ТЕКСТ ->
Морозной зимней ночью, кажется, у «Стойла Пегаса» на Тверской, я увидал его вылезающим из саней. На нем были цилиндр и пушкинская крылатка, свисающая с плеч почти до земли. Она расползалась, и Есенин старательно закутывался в нее. Он был еще трезв. Пораженный необыкновенным одеянием, я спросил:
– Сергей Александрович, что все это означает и зачем такой маскарад?
Он улыбнулся рассеянной, немного озорной улыбкой, просто и наивно ответил:
– Хочу походить на Пушкина, лучшего поэта в мире. – И расплатившись с извозчиком, прибавил: – Очень мне скучно.
Он показался мне капризным и обиженным ребенком.
Любимым прозаиком его был Гоголь. Гоголя он ставил выше всех, выше Толстого, о котором отзывался сдержанно. Увидев однажды у меня в руках «Мертвые души», он спросил:
– Хотите, прочту вам место, которое я больше всего люблю у Гоголя? – и прочитал наизусть начало шестой главы первой части.
Напомню главу в отрывке и с пропусками:
«Прежде, давно, в лета моей юности, в лета невозвратно мелькнувшего моего детства, мне было весело подъезжать в первый раз к незнакомому месту: все равно, была ли то деревушка, бедный уездный городишка, село ли, слободка, – любопытного много открывал в нем детский любопытный взгляд. Всякое строение, все, что носило только на себе напечатление какой-нибудь заметной особенности, – все останавливало меня и поражало…
…Теперь равнодушно подъезжаю ко всякой незнакомой деревне и равнодушно гляжу на ее пошлую наружность; моему охлажденному взору неприютно, мне не смешно, и то, что пробудило бы в прежние годы живое движение в лице, смех и немолчные речи, то скользит теперь мимо, и безучастное молчание хранят мои неподвижные уста. О моя юность! о моя свежесть!..»

БЛОК ДАННЫХ ->
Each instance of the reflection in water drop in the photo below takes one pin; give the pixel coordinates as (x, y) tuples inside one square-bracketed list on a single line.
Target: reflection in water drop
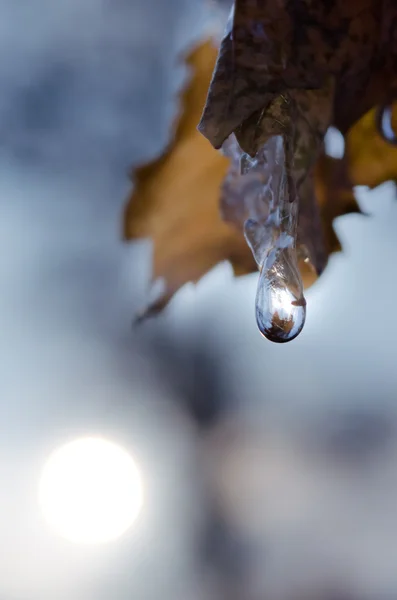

УСЛОВИЕ ЗАДАЧИ -> Замените в тексте «цилиндр» на «котелок» и приведите отрывок, начиная со слов «Морозной зимней ночью, кажется, у» и вплоть до слов «зачем такой маскарад?».

ОТВЕТ ->
Морозной зимней ночью, кажется, у «Стойла Пегаса» на Тверской, я увидал его вылезающим из саней. На нем были котелок и пушкинская крылатка, свисающая с плеч почти до земли. Она расползалась, и Есенин старательно закутывался в нее. Он был еще трезв. Пораженный необыкновенным одеянием, я спросил:
– Сергей Александрович, что все это означает и зачем такой маскарад?